What is expected:
In your answer, copy every entry that follows exactly.
── Extracted data
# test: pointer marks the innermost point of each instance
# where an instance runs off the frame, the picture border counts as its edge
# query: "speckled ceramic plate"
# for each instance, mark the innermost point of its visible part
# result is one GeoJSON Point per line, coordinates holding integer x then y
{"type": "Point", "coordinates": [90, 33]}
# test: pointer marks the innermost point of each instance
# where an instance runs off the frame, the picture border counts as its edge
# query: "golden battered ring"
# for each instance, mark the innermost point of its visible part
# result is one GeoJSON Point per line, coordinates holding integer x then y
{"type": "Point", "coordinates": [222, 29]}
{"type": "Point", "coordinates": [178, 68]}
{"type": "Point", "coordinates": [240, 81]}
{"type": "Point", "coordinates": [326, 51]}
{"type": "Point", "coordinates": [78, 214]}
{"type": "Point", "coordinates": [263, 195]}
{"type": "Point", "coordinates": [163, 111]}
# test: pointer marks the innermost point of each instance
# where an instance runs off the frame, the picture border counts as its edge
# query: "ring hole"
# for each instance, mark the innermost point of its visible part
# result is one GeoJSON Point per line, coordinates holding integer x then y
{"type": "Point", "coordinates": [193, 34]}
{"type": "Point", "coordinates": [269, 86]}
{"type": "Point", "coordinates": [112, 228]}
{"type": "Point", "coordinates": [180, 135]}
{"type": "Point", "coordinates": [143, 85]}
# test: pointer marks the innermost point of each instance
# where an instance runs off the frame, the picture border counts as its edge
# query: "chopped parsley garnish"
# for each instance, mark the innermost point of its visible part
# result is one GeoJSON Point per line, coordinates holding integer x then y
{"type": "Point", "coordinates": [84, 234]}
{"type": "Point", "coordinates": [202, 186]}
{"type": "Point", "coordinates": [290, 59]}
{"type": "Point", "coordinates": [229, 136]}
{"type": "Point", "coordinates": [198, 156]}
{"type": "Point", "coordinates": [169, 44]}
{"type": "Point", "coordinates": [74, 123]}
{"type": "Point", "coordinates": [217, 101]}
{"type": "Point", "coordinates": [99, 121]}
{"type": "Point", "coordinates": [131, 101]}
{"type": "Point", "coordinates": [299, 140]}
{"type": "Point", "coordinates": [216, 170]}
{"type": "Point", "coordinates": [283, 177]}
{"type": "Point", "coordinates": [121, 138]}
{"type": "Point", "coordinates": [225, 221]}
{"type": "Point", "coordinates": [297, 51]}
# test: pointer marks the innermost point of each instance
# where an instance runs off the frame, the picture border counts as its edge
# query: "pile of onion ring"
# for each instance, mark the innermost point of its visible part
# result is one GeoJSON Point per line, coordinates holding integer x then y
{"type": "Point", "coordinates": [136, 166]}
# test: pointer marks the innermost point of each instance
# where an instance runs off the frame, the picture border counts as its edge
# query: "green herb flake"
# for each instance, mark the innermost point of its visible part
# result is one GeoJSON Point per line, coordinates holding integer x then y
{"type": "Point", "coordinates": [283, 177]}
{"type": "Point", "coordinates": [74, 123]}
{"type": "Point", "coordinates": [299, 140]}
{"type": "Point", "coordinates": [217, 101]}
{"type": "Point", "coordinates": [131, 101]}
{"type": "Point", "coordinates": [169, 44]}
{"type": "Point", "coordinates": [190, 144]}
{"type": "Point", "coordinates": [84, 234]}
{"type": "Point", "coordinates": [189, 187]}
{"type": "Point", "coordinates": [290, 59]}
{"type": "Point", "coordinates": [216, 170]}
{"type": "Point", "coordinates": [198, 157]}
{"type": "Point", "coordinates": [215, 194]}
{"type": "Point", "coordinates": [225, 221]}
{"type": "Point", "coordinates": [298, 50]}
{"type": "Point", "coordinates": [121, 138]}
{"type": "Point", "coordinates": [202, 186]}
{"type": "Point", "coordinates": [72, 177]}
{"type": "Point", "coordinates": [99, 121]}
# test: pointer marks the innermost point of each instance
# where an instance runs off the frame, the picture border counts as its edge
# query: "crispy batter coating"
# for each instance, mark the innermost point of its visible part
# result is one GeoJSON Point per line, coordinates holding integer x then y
────
Task answer:
# test: pointer marks the innermost point of each instance
# where an instance runs off the frame, the picture border counts as its edge
# query: "speckled ceramic plate"
# for each instance, mark the innermost point of its visible part
# result is one GeoJSON Point per line, coordinates holding integer x then y
{"type": "Point", "coordinates": [90, 33]}
# test: pointer marks the innermost point of each instance
# where an instance runs off the frame, the picture border counts as its edge
# query: "golden battered ring"
# for each instance, mark the innermost point of its visible part
# result is one GeoJSON Point per line, coordinates holding integer x then y
{"type": "Point", "coordinates": [222, 29]}
{"type": "Point", "coordinates": [178, 68]}
{"type": "Point", "coordinates": [240, 81]}
{"type": "Point", "coordinates": [326, 51]}
{"type": "Point", "coordinates": [78, 214]}
{"type": "Point", "coordinates": [263, 195]}
{"type": "Point", "coordinates": [163, 111]}
# test: pointer marks the innermost point of each instance
# where an instance runs off the frame, the picture border counts as its edge
# query: "ring hole"
# for each instance, mark the innermost point of its visible part
# result is one GeoJSON Point per line, coordinates holding integer x then y
{"type": "Point", "coordinates": [193, 34]}
{"type": "Point", "coordinates": [269, 86]}
{"type": "Point", "coordinates": [112, 228]}
{"type": "Point", "coordinates": [180, 135]}
{"type": "Point", "coordinates": [143, 85]}
# test: pointer marks the innermost point of each instance
# where an instance runs off the frame, the picture border counts as its edge
# query: "chopped parsley garnish"
# for each instance, mark the innermost point of its visible part
# result is one GeoJSON Point per line, coordinates holding integer x then y
{"type": "Point", "coordinates": [84, 234]}
{"type": "Point", "coordinates": [202, 186]}
{"type": "Point", "coordinates": [290, 59]}
{"type": "Point", "coordinates": [229, 136]}
{"type": "Point", "coordinates": [198, 156]}
{"type": "Point", "coordinates": [169, 44]}
{"type": "Point", "coordinates": [74, 123]}
{"type": "Point", "coordinates": [217, 101]}
{"type": "Point", "coordinates": [99, 121]}
{"type": "Point", "coordinates": [131, 101]}
{"type": "Point", "coordinates": [299, 140]}
{"type": "Point", "coordinates": [216, 170]}
{"type": "Point", "coordinates": [283, 177]}
{"type": "Point", "coordinates": [121, 138]}
{"type": "Point", "coordinates": [225, 221]}
{"type": "Point", "coordinates": [297, 51]}
# test: pointer marks the innermost point of each instance
# where an instance runs off the frame, the picture border counts as its edge
# query: "pile of onion ring"
# for each instance, mark the innermost point of its visible part
# result is one GeoJSON Point per line, coordinates holding integer x then y
{"type": "Point", "coordinates": [136, 166]}
# test: pointer marks the innermost point of each instance
# where an instance runs off the frame, the picture border counts as its edge
# query: "green herb flake"
# for each instance, mark the innermost point of its visible part
# result is one GeoJSON Point per line, coordinates holding integer x then y
{"type": "Point", "coordinates": [283, 177]}
{"type": "Point", "coordinates": [74, 123]}
{"type": "Point", "coordinates": [299, 140]}
{"type": "Point", "coordinates": [217, 101]}
{"type": "Point", "coordinates": [131, 101]}
{"type": "Point", "coordinates": [169, 44]}
{"type": "Point", "coordinates": [190, 144]}
{"type": "Point", "coordinates": [84, 234]}
{"type": "Point", "coordinates": [189, 187]}
{"type": "Point", "coordinates": [290, 59]}
{"type": "Point", "coordinates": [216, 170]}
{"type": "Point", "coordinates": [198, 157]}
{"type": "Point", "coordinates": [215, 194]}
{"type": "Point", "coordinates": [225, 221]}
{"type": "Point", "coordinates": [298, 50]}
{"type": "Point", "coordinates": [121, 138]}
{"type": "Point", "coordinates": [202, 186]}
{"type": "Point", "coordinates": [72, 177]}
{"type": "Point", "coordinates": [99, 121]}
# test: pointer marks the innermost point of each instance
# where an instance runs off the frame, the picture border counts as its edge
# query: "crispy batter coating"
# for each instance, mark the innermost point of its visible part
# result is one GeoJSON Point per line, coordinates holding integer x then y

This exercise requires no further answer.